* **EXTRACT PROVIDED**

↓↓↓

We began with a thorough washing of all our hands and returning to a prepared chopping board and a selection of extremely sharp knives, we began chopping.

Fire cider ingredients. Photo by Bridget Cole.
Fire cider ingredients. Photo by Bridget Cole.

The first herb was ginger and generous chunks of root were    distributed and we were instructed to chop as small as we could, leaving the skin on. One of our group, Bridget, is a trained chef and her rapid and effective chopping was admired by us all!

After placing our chopped ginger in the base of our Kilner jars we all sat and were given a cup of infused ginger tea. In silence we sipped and were asked to notice the effects of the tea, with all our senses, tongue, throat, chest and even fingers!

Lucy had prepared hand outs about each of the fire cider ingredients with information about the properties and history of each herb. Together we learned the subtleties of the herbs and how individually and combined they affected our bodies.

After our ‘tea break’ we returned to work and began chopping the next ingredient, chilli. These were large, strong but also sweet chilli, and a beautiful bright red in colour. They looked fabulous layered in our jars and after a thorough washing of hands to prevent the tempting rubbing of eyes etc, we sat down and apprehensively sipped our Chilli tea. Being so strong, Lucy decocted the chilli then took one spoonful of the tea placing in our cups then added hot water.


A surprisingly tasty cuppa, the chilli, although hot like the ginger, gave a different taste and physical sensation. We were told of its benefits and uses which fascinated us all.

↑↑↑

* **PROBLEM DETAILS**
Continue the account of making fire cider from the point where the text stops.

* **EXTRACTED DATA**
↓↓↓

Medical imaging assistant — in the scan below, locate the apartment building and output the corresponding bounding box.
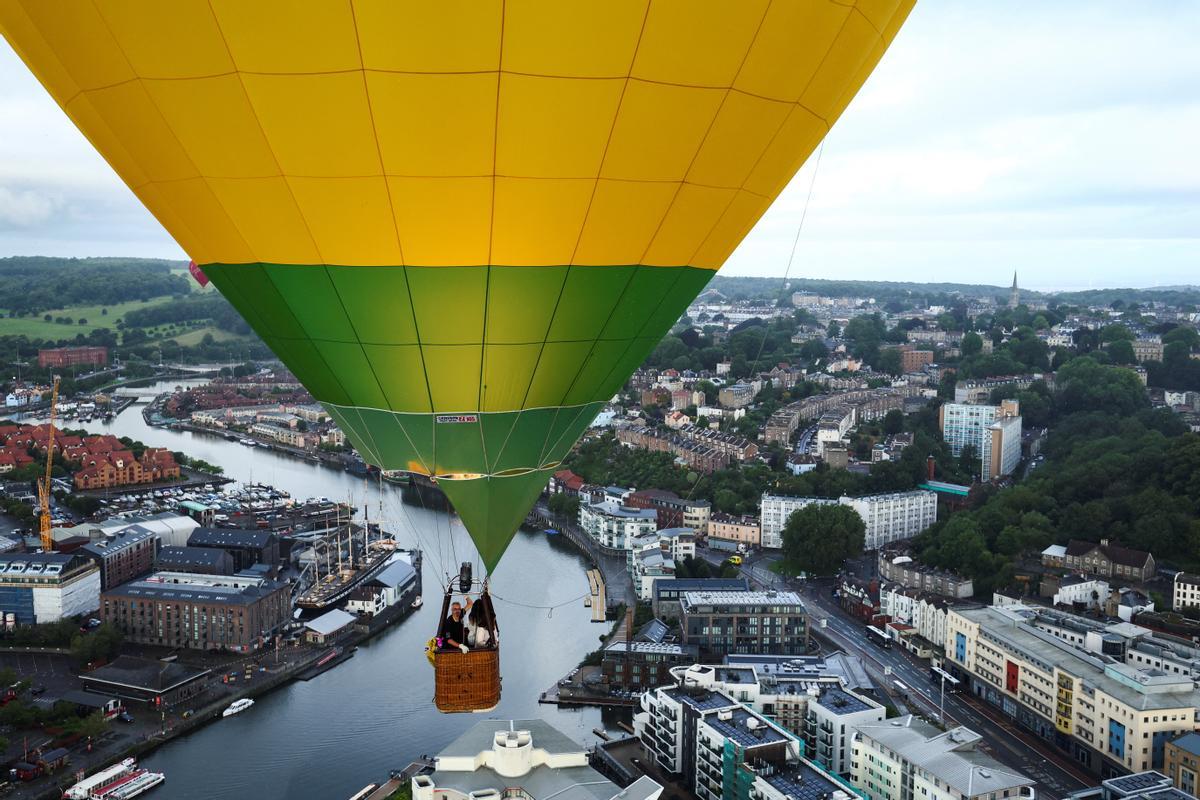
[708,512,762,551]
[880,583,949,656]
[79,525,158,589]
[1065,539,1158,583]
[761,489,937,551]
[1171,572,1200,612]
[679,590,809,656]
[938,401,1021,482]
[653,578,750,619]
[671,661,887,775]
[625,489,712,535]
[1130,336,1163,363]
[101,572,292,652]
[0,553,100,625]
[851,714,1037,800]
[580,497,659,551]
[760,492,838,549]
[838,489,937,551]
[878,548,974,600]
[944,606,1200,777]
[634,686,853,800]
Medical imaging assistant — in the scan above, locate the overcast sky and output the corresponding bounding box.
[0,0,1200,289]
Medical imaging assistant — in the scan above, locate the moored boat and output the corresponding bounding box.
[221,697,254,717]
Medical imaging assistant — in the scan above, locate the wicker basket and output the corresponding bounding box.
[433,648,500,712]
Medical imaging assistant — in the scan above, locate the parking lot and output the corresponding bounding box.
[0,650,78,691]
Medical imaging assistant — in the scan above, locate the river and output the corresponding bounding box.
[38,383,622,800]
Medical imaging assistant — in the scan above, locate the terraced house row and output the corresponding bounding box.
[946,604,1200,777]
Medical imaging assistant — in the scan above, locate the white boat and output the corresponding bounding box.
[221,697,254,717]
[62,758,167,800]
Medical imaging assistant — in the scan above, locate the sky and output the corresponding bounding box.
[0,0,1200,289]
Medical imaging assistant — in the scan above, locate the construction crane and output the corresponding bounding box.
[37,375,59,553]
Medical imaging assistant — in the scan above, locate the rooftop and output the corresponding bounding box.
[1171,733,1200,756]
[762,762,850,800]
[858,714,1036,796]
[305,608,358,636]
[427,720,662,800]
[704,705,791,747]
[662,686,737,711]
[84,656,209,692]
[818,686,880,716]
[187,528,276,548]
[104,572,286,604]
[683,591,804,610]
[955,606,1200,711]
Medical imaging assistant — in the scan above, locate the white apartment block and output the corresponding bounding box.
[880,583,947,649]
[634,686,853,800]
[760,492,836,549]
[938,401,1021,482]
[761,489,937,551]
[838,489,937,551]
[1171,572,1200,610]
[671,664,887,775]
[851,715,1037,800]
[580,498,659,551]
[943,606,1200,774]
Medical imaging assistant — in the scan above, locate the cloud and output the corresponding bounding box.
[0,0,1200,288]
[0,186,55,229]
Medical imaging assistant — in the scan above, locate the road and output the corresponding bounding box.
[704,552,1097,800]
[796,425,817,456]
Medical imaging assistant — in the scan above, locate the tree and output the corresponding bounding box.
[876,347,904,375]
[960,331,983,356]
[784,503,866,575]
[1104,339,1138,363]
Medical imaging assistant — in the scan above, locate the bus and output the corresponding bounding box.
[929,667,961,694]
[866,625,892,650]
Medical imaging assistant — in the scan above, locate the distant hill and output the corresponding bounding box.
[708,275,1200,306]
[0,255,191,317]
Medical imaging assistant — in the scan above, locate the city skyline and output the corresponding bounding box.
[0,0,1200,290]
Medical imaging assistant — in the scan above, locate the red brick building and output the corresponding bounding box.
[37,347,108,367]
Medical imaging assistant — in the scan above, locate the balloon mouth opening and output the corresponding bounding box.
[432,461,563,483]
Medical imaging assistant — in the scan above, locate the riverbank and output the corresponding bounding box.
[18,384,628,800]
[10,582,421,800]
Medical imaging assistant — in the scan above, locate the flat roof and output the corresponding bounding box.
[683,591,804,610]
[83,656,209,693]
[428,720,662,800]
[704,705,790,747]
[664,686,738,711]
[818,686,881,716]
[304,608,358,636]
[858,714,1037,798]
[955,606,1200,711]
[101,572,286,606]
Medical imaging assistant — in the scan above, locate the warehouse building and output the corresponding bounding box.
[0,553,100,625]
[101,572,292,652]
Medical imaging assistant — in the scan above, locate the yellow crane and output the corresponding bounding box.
[37,375,59,553]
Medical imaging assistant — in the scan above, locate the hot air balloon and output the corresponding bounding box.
[0,0,912,714]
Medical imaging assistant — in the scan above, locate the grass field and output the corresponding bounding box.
[169,325,247,347]
[0,297,170,339]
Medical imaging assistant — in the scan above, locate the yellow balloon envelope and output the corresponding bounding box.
[0,0,912,567]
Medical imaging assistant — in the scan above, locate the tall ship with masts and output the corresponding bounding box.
[295,503,405,610]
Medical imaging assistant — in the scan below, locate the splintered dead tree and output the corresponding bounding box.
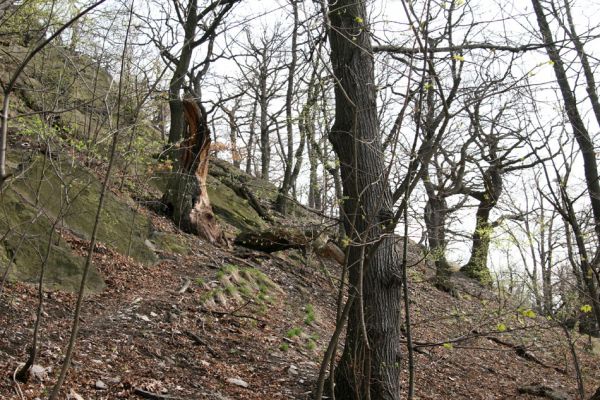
[328,0,402,400]
[163,95,225,244]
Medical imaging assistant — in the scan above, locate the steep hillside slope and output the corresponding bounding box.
[0,41,600,400]
[0,152,600,399]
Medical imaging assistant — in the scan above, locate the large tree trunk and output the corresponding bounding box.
[329,0,402,400]
[163,98,225,243]
[424,194,452,291]
[461,201,493,284]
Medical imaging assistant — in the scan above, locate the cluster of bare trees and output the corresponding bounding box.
[0,0,600,399]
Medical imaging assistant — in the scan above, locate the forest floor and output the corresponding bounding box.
[0,202,600,400]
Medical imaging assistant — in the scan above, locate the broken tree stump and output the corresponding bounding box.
[163,96,226,244]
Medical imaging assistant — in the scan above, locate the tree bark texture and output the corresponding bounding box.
[163,98,225,243]
[329,0,402,400]
[424,193,451,290]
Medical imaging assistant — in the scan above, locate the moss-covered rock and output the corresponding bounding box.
[12,156,157,264]
[207,176,267,231]
[0,187,104,292]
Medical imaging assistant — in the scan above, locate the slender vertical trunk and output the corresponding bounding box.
[246,100,258,175]
[461,200,493,284]
[329,0,402,400]
[424,193,451,290]
[259,47,271,181]
[277,0,301,214]
[531,0,600,244]
[169,0,198,144]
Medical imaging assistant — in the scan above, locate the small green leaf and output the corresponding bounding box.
[580,304,592,313]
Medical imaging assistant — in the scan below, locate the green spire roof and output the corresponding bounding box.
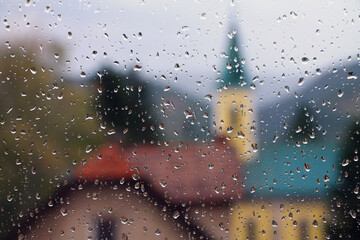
[219,27,250,88]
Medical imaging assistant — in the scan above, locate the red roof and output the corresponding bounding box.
[79,141,242,201]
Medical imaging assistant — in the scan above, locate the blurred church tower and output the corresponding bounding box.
[215,25,257,162]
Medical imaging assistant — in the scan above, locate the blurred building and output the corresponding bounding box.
[22,24,344,240]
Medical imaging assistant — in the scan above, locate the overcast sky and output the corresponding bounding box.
[0,0,360,101]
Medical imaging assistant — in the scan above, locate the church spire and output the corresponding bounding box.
[219,24,250,88]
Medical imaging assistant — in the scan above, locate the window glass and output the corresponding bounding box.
[0,0,360,240]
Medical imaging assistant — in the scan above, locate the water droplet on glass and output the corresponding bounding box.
[30,67,36,74]
[347,72,357,79]
[298,78,305,86]
[338,89,344,97]
[304,163,310,172]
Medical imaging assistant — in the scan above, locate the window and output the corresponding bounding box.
[0,0,360,240]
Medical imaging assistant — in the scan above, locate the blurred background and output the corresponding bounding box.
[0,0,360,239]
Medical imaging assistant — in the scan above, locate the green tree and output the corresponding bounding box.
[96,68,158,144]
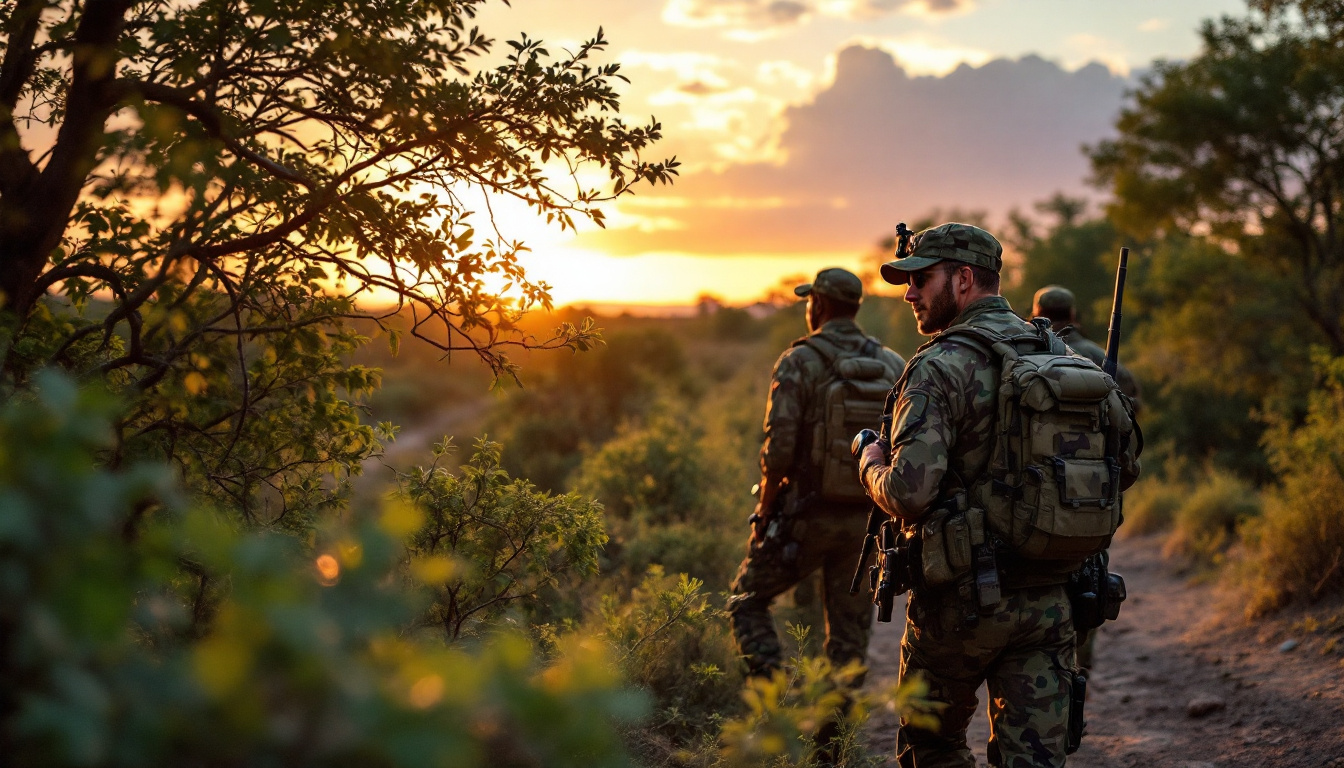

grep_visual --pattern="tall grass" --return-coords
[1163,468,1262,569]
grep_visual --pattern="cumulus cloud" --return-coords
[820,0,974,19]
[663,0,974,32]
[663,0,810,28]
[583,47,1128,253]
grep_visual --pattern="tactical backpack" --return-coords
[798,336,900,503]
[939,324,1136,564]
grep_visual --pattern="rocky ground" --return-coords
[868,538,1344,768]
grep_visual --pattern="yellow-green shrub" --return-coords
[1163,469,1261,568]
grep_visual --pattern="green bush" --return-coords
[1239,354,1344,615]
[599,566,742,764]
[1163,469,1261,568]
[1120,477,1189,537]
[0,378,645,767]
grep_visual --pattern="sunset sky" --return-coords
[467,0,1245,304]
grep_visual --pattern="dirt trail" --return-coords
[868,538,1344,768]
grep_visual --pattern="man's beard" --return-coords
[915,274,957,336]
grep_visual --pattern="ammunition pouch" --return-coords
[1064,671,1087,755]
[868,521,921,621]
[919,494,1001,613]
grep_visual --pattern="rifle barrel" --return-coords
[1102,247,1129,377]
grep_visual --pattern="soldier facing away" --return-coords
[1031,285,1140,677]
[1031,285,1140,410]
[728,269,905,675]
[860,223,1138,768]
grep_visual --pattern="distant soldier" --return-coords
[728,268,905,675]
[860,223,1138,768]
[1031,285,1140,677]
[1031,285,1140,409]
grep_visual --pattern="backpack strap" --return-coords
[793,334,882,378]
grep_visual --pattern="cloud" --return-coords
[852,35,993,77]
[663,0,810,28]
[581,46,1128,254]
[663,0,974,31]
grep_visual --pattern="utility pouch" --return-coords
[1102,572,1129,621]
[919,510,974,586]
[1067,553,1126,631]
[1064,673,1087,755]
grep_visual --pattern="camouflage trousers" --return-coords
[728,507,872,674]
[896,585,1075,768]
[1078,629,1097,677]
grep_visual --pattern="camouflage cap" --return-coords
[882,222,1004,285]
[793,266,863,304]
[1031,285,1074,312]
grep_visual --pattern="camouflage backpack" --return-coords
[798,336,900,503]
[942,321,1134,564]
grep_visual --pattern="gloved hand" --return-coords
[859,440,887,477]
[849,429,880,459]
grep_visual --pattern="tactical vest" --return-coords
[796,335,896,503]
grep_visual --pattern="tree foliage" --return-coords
[1004,192,1128,333]
[0,0,676,522]
[0,377,645,767]
[398,438,606,640]
[1091,0,1344,355]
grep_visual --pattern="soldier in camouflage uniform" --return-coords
[728,269,905,675]
[860,223,1137,768]
[1031,285,1140,677]
[1031,285,1140,413]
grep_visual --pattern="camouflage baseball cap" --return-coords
[882,222,1004,285]
[1031,285,1074,312]
[793,266,863,304]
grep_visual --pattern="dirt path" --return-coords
[868,538,1344,768]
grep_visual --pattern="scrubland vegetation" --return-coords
[0,0,1344,767]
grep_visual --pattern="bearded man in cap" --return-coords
[860,223,1137,768]
[1031,285,1140,410]
[728,268,905,677]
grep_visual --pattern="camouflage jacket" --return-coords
[860,296,1137,521]
[1059,325,1140,412]
[761,319,906,480]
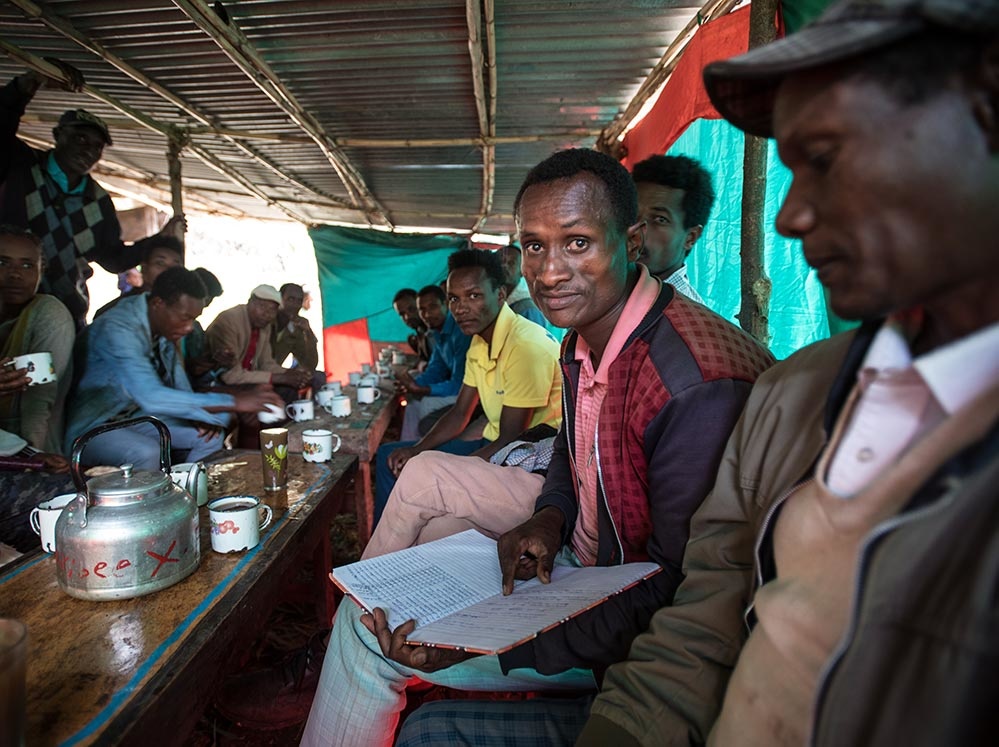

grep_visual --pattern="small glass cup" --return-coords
[260,428,288,491]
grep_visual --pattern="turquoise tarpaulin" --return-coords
[669,119,844,358]
[309,226,468,342]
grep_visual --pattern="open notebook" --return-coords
[330,529,661,654]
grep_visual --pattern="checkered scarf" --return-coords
[24,154,114,319]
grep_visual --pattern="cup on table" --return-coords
[257,405,288,425]
[170,462,208,506]
[323,394,350,418]
[13,353,59,386]
[302,428,340,462]
[260,428,288,490]
[0,618,28,746]
[208,495,274,552]
[28,493,76,552]
[316,389,337,410]
[357,386,382,405]
[284,399,315,423]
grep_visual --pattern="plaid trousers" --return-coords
[395,695,594,747]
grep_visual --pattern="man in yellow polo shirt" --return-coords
[375,249,562,521]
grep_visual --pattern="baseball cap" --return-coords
[704,0,999,137]
[250,285,281,304]
[59,109,112,145]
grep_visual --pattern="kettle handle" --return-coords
[70,415,170,495]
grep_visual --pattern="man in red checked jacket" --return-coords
[303,150,772,745]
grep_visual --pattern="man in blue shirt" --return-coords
[66,267,283,469]
[398,285,472,441]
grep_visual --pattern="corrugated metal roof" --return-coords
[0,0,720,233]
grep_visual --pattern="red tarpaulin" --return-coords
[622,6,749,171]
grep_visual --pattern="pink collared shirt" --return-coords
[572,265,662,565]
[826,318,999,498]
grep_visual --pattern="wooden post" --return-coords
[167,133,185,251]
[736,0,777,346]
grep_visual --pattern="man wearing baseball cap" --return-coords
[396,0,999,747]
[0,60,184,328]
[582,0,999,747]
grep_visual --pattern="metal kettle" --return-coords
[55,416,201,601]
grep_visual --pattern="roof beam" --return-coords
[3,0,357,209]
[21,113,603,148]
[597,0,744,154]
[173,0,392,226]
[0,39,311,224]
[465,0,496,231]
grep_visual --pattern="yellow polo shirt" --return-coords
[462,303,562,441]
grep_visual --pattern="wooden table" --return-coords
[287,382,399,547]
[0,451,357,747]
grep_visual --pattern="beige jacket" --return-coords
[205,304,284,384]
[579,328,999,747]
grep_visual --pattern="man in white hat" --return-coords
[205,285,312,399]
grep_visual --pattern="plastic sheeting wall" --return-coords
[669,119,829,358]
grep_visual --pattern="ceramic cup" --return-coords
[302,428,340,462]
[357,386,382,405]
[284,399,315,423]
[170,462,208,506]
[29,493,76,552]
[208,495,274,552]
[323,394,350,418]
[260,428,288,490]
[14,353,58,386]
[257,405,287,425]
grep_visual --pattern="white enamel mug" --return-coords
[357,386,382,405]
[324,394,350,418]
[284,399,315,423]
[14,353,58,386]
[28,493,76,552]
[302,428,340,462]
[208,495,274,552]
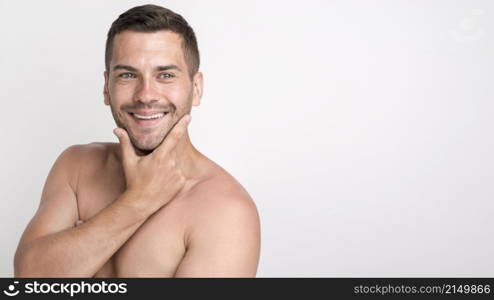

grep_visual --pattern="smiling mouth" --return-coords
[129,112,167,120]
[127,111,169,126]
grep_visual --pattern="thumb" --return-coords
[113,128,137,164]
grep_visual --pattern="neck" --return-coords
[116,132,202,179]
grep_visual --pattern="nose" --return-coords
[134,78,159,104]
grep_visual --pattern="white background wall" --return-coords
[0,0,494,277]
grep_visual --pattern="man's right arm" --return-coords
[14,146,152,277]
[14,115,190,277]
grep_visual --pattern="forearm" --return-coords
[15,193,153,277]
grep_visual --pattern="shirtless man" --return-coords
[14,5,260,277]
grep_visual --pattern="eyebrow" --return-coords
[113,64,182,72]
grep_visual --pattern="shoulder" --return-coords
[186,166,260,242]
[58,143,114,165]
[53,143,113,186]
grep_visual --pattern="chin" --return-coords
[131,138,163,153]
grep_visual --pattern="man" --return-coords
[14,5,260,277]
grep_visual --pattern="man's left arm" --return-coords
[175,196,261,277]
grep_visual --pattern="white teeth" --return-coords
[132,113,165,120]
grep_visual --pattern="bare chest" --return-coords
[77,161,185,277]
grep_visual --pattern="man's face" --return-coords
[104,30,202,153]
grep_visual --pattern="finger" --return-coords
[153,114,191,155]
[113,128,137,165]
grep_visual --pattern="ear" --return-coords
[103,71,110,105]
[192,72,203,106]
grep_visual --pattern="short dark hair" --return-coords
[105,4,199,77]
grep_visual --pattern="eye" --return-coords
[118,73,136,79]
[160,73,175,79]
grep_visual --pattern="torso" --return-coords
[77,143,232,277]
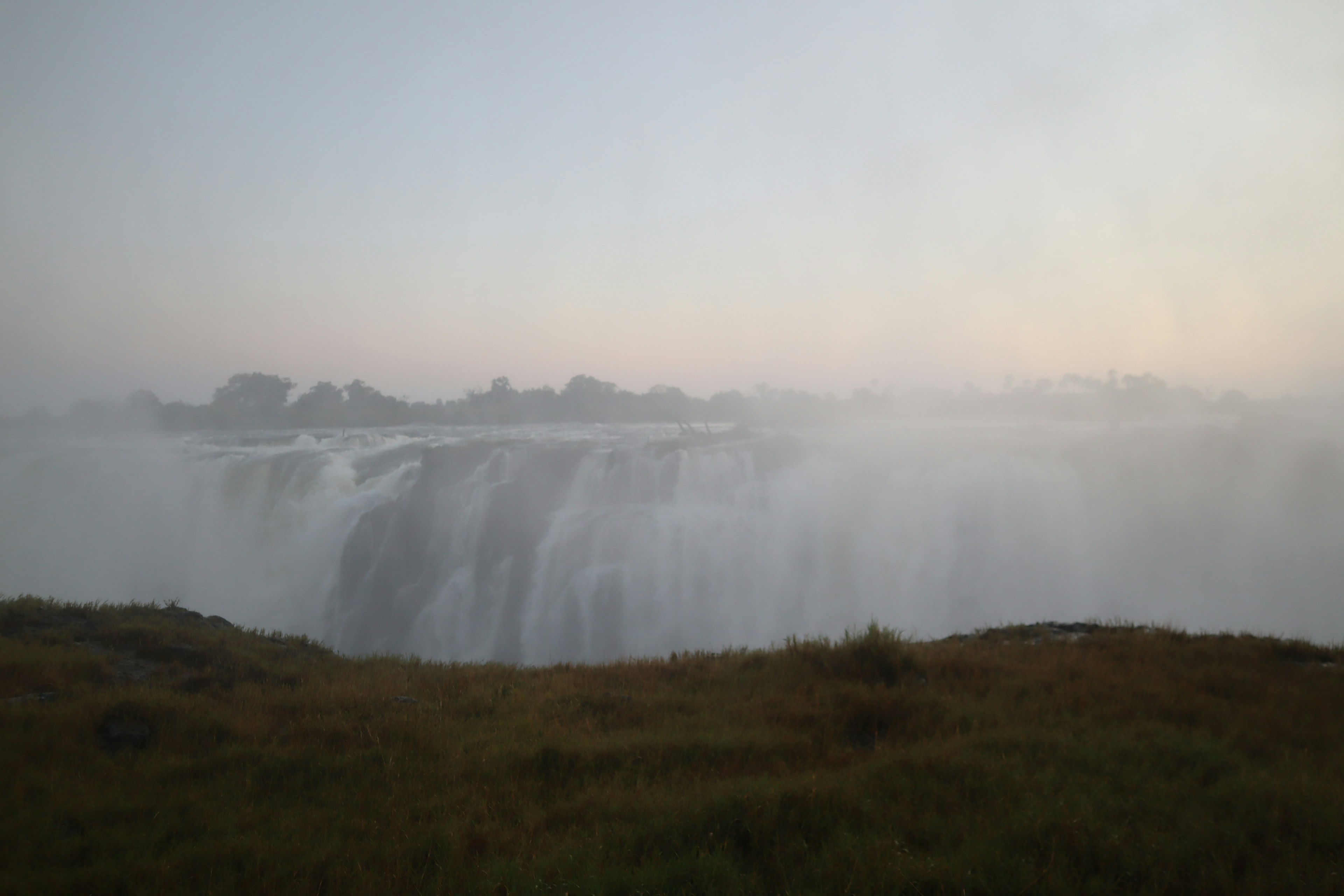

↑↑↑

* **SOLVED EXERCISE**
The next herb was horseradish. This had been grown & harvested by Lucy, then scrubbed clean and dried. It was pointed out the importance of using dry herbs so as to prolong the life of our finished mix.

We were all a little apprehensive about the horseradish tea but again it was very easy to drink and we noticed yet more effects on our senses. Vicky had arrived on the course with the early signs of a cold and with her throat eased by the ginger and chilli, she found the horseradish cleared her nostrils. The rest of us found that our tongues were dried out, quite different to the saliva inducing chilli!

Layering the ingredients

Chatting amongst ourselves as we chopped up the onions and garlic to complete our mix. Sharing experiences of travels, home remedies and cooking along with learning the ideal place to plant our souvenir baby horseradish plants so as not to let them take over our flower or herb beds!

Jars filled with the 'fire'.
Jars filled with the ‘fire’.

It was a relief to know that we weren’t offered onion or garlic tea after packing all the freshly chopped ingredients into our jars.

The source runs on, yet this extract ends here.